Exercise aim:
Reproduce verbatim the final portion of the material below, from the line containing "Objective — one marker per instance of the sconce" through its last line, and nothing else.
— Start of Data in this exercise —
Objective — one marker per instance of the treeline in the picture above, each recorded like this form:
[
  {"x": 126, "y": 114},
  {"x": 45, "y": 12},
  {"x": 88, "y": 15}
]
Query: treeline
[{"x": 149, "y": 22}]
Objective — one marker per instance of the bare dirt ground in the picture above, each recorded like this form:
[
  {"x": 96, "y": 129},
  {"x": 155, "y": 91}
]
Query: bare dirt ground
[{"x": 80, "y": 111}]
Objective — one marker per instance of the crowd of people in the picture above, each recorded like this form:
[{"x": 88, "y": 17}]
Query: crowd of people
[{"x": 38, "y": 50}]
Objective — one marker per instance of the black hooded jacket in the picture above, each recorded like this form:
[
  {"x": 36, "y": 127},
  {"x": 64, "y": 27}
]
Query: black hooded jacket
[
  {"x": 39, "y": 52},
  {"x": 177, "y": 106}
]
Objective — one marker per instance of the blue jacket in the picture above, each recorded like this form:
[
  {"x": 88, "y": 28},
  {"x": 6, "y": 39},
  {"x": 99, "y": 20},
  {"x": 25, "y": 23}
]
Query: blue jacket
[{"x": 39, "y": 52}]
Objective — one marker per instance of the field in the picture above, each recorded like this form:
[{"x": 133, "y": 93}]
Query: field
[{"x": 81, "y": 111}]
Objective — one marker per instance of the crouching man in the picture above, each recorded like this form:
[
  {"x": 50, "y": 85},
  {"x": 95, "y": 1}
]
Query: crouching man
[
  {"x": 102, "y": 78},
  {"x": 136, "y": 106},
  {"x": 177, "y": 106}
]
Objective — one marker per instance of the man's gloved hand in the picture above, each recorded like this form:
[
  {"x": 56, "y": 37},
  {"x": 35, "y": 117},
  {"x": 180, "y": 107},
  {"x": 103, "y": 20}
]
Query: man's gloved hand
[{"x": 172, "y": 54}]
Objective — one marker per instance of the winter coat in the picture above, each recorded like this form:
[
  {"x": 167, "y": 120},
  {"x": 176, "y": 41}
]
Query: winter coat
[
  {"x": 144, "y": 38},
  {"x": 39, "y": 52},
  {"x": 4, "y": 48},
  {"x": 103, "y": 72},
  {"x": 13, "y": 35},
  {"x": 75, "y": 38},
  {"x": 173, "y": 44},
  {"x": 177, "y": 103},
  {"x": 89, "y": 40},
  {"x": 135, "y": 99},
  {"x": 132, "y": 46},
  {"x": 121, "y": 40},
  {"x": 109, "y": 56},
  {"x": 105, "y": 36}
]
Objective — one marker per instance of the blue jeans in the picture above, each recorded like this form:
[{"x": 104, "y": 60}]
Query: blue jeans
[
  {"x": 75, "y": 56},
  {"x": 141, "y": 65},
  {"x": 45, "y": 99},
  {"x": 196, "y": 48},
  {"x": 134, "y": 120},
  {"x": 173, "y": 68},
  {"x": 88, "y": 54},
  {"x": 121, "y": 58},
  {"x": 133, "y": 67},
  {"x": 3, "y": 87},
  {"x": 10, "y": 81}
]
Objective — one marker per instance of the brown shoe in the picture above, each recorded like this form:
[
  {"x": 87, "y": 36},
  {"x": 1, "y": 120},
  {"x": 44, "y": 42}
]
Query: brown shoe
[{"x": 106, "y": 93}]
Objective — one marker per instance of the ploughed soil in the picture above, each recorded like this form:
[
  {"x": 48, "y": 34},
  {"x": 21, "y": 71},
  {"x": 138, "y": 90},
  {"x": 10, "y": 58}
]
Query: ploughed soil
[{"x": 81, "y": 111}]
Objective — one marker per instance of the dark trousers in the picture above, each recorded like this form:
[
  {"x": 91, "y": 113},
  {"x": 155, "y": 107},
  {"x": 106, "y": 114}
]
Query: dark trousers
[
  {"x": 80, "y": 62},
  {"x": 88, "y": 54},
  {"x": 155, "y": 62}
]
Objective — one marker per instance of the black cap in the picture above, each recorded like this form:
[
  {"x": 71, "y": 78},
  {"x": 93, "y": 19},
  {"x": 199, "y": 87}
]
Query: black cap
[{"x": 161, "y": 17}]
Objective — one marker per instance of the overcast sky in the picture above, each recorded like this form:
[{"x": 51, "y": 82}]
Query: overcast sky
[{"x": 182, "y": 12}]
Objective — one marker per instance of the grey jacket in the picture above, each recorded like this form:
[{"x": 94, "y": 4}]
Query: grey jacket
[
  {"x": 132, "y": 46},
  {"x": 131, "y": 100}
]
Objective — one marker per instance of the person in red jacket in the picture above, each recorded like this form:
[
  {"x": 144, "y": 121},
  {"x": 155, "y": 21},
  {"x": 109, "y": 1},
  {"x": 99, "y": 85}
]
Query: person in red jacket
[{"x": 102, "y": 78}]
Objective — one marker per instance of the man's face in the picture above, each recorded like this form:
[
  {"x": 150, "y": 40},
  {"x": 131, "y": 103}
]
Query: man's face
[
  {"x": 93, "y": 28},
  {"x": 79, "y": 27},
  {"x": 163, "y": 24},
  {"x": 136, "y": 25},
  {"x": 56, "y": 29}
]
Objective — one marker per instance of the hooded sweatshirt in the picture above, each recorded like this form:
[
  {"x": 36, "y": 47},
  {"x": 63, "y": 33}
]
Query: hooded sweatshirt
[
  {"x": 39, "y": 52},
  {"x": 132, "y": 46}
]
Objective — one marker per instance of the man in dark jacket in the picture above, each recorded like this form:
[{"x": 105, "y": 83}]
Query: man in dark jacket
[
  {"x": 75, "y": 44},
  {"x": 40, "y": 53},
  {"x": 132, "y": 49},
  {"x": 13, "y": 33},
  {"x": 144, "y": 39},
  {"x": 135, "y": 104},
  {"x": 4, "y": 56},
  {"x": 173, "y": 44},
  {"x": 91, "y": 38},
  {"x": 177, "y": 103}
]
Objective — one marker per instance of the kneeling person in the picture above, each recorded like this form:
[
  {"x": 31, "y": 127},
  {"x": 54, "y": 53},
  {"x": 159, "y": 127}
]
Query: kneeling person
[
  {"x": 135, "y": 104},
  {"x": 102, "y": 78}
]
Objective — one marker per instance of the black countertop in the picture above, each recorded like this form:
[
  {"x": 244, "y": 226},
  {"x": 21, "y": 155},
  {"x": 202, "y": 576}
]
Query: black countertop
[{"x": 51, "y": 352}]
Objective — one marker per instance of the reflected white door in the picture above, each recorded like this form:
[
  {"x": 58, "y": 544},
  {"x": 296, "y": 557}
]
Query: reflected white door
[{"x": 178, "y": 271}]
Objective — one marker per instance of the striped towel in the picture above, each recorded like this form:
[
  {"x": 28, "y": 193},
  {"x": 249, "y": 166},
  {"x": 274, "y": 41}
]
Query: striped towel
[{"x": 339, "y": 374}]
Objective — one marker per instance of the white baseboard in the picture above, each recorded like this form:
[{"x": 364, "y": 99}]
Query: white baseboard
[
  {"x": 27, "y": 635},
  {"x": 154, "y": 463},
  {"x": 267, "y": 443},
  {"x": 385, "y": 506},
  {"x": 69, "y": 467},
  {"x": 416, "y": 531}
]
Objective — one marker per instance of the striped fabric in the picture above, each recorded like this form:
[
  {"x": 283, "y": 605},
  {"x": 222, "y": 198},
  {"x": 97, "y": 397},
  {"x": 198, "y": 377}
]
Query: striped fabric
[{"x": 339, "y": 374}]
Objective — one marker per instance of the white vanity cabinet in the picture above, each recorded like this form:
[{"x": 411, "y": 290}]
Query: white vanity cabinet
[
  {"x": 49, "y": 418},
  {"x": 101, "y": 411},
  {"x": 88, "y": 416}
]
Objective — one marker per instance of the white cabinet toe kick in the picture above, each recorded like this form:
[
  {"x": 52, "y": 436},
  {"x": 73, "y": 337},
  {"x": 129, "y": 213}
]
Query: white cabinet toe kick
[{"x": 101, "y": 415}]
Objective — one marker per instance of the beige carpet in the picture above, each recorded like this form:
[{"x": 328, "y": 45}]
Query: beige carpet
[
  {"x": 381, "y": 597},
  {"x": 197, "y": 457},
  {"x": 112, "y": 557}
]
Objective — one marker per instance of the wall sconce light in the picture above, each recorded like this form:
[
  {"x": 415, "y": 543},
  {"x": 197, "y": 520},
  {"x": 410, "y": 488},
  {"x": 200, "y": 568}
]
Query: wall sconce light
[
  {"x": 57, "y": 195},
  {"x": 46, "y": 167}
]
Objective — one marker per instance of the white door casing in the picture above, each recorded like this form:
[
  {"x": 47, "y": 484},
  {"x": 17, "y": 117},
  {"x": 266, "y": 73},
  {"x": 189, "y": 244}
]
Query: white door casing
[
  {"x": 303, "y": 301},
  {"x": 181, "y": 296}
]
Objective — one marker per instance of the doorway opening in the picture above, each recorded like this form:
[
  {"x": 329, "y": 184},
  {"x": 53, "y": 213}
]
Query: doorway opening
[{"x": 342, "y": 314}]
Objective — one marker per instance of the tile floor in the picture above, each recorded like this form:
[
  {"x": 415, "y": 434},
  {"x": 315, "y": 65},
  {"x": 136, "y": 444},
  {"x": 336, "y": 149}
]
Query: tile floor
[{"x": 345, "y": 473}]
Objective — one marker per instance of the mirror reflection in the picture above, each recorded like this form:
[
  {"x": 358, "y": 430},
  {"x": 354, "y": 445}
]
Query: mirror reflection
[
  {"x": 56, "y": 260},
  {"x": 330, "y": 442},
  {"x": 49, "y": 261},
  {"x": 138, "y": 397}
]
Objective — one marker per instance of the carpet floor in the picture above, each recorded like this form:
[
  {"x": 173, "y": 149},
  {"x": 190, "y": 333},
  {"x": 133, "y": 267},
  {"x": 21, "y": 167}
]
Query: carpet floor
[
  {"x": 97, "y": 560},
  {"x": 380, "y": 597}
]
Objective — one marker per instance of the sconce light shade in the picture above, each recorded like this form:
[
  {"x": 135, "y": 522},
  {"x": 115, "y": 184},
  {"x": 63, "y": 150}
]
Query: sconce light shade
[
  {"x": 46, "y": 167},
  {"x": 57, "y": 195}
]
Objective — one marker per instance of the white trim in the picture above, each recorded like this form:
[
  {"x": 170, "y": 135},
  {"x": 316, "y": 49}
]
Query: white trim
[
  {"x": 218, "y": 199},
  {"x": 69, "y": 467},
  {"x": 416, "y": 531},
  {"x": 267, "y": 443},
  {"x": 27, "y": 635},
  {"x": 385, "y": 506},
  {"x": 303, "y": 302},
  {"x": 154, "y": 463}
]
— End of Data in this exercise —
Worked answer:
Objective — one marker per instance of the sconce light shade in the picture above, each recorded like this form:
[
  {"x": 135, "y": 522},
  {"x": 115, "y": 184},
  {"x": 63, "y": 150}
]
Query: sconce light shade
[
  {"x": 46, "y": 167},
  {"x": 57, "y": 195}
]
Objective — one marker per instance of the white trim in the picture above, each recorded like this form:
[
  {"x": 170, "y": 135},
  {"x": 316, "y": 49}
]
Query: white trim
[
  {"x": 218, "y": 199},
  {"x": 69, "y": 467},
  {"x": 416, "y": 531},
  {"x": 267, "y": 443},
  {"x": 27, "y": 635},
  {"x": 385, "y": 506},
  {"x": 303, "y": 302},
  {"x": 154, "y": 463}
]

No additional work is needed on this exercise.